■ **TASK REQUIREMENTS**
Pick out and copy every line of the listing below that contains the string "tree". Case counts.

■ **PROVIDED RECORDS**
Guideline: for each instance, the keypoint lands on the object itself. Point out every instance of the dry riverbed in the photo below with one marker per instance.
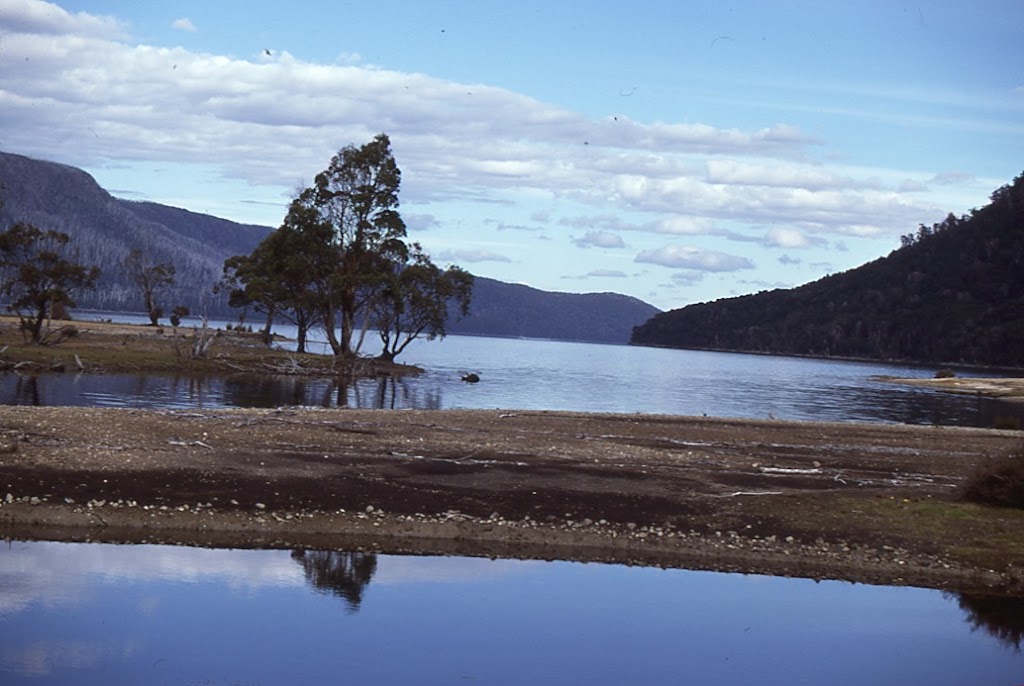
(858, 502)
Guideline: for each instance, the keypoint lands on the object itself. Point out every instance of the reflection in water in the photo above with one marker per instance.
(1000, 616)
(340, 573)
(26, 391)
(556, 376)
(92, 613)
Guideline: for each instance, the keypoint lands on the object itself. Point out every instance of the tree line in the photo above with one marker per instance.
(340, 261)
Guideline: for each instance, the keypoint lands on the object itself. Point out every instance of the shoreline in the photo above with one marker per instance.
(852, 502)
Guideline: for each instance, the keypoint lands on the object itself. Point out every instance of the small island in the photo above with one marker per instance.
(859, 502)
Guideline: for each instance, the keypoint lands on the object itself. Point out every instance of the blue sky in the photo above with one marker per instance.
(674, 152)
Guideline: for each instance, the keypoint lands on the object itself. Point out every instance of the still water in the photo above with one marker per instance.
(525, 374)
(150, 614)
(73, 613)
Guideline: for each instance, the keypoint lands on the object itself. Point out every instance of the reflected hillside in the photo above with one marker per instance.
(999, 616)
(338, 573)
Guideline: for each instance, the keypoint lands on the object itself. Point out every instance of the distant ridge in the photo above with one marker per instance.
(952, 294)
(107, 228)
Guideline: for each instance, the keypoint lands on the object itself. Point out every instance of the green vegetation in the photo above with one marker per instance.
(341, 261)
(151, 279)
(39, 275)
(952, 293)
(998, 482)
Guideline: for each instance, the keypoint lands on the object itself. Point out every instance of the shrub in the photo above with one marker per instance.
(999, 481)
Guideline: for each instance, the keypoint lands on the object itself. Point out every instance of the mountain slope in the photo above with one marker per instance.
(954, 293)
(511, 309)
(107, 228)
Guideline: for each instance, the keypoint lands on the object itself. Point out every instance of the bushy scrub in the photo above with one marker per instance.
(999, 481)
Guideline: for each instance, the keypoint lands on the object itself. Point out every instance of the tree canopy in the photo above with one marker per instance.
(340, 260)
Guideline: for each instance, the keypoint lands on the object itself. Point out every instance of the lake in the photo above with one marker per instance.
(525, 374)
(90, 613)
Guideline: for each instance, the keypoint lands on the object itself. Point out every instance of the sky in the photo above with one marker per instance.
(674, 152)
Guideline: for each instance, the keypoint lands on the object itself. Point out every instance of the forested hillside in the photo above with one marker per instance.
(952, 293)
(511, 309)
(104, 229)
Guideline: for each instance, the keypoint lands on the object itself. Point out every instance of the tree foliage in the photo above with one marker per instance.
(416, 301)
(340, 260)
(953, 292)
(151, 279)
(39, 273)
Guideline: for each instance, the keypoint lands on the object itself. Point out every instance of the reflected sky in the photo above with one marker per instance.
(75, 613)
(559, 376)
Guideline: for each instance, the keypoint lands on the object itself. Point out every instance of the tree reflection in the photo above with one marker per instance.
(27, 391)
(340, 573)
(1000, 616)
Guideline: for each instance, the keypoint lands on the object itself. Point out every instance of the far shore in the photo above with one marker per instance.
(993, 387)
(857, 502)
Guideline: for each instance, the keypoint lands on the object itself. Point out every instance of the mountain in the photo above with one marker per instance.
(105, 229)
(953, 293)
(511, 309)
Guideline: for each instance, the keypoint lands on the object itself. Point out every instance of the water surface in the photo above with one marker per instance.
(151, 614)
(520, 374)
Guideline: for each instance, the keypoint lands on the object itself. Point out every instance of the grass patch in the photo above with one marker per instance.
(997, 482)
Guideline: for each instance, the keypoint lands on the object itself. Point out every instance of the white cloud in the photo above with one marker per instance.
(37, 17)
(599, 240)
(184, 24)
(787, 238)
(685, 225)
(690, 257)
(471, 255)
(86, 95)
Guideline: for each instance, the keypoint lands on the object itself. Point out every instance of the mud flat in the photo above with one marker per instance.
(1006, 389)
(858, 502)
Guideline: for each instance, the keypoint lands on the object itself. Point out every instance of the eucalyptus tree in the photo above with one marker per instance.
(39, 273)
(357, 197)
(151, 279)
(417, 301)
(280, 276)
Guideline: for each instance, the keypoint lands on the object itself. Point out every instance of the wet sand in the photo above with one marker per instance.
(858, 502)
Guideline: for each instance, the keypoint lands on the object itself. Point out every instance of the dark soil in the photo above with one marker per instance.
(873, 503)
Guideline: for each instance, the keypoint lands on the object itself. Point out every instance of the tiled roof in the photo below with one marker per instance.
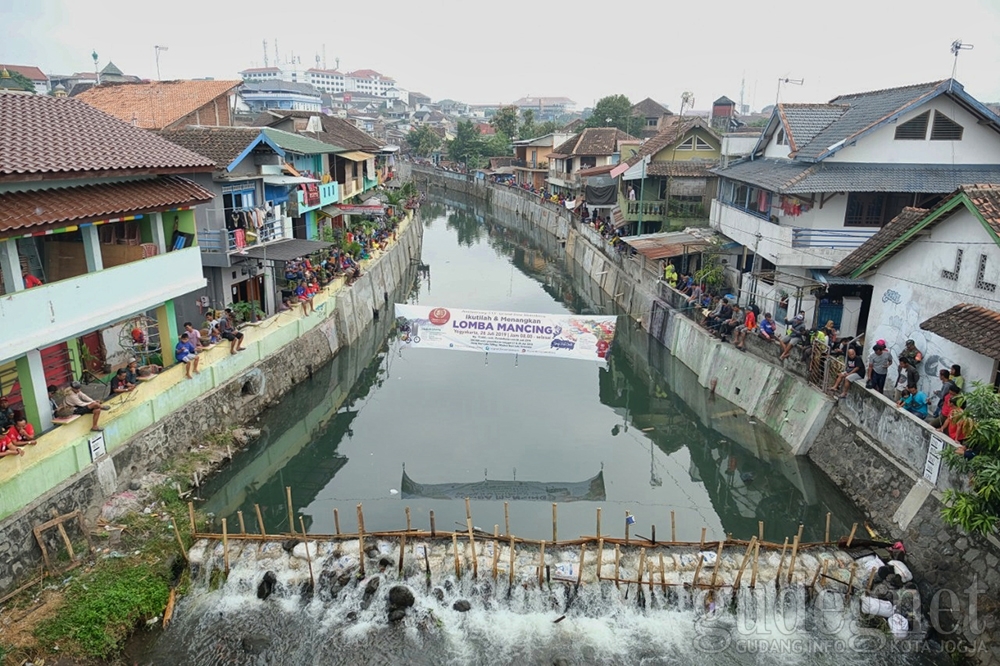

■ **WRITTEN RESPONSE**
Guideline: for each instance, the keypoint lands on the object itself. Point out every instance of the tree line in the photo above with one marker per instance.
Guideline: for each instance, the keypoint lands on the object itself. Point out every instance of the tree canopy in the photo above with one marker per instance.
Guideline: for each instance, the keypoint lands on the object itself. Point out every instance of the tree foliage in the photo above with one marker per instance.
Guideline: for each instance, the keypoint lands on the object itself. Point out every instance of the tree reflection in the photo above with one marker per instance.
Guideline: for each instance, the keypoint lands on the object itself. Point out every instance of the eucalyptus tree in the photo above with one marker per instance.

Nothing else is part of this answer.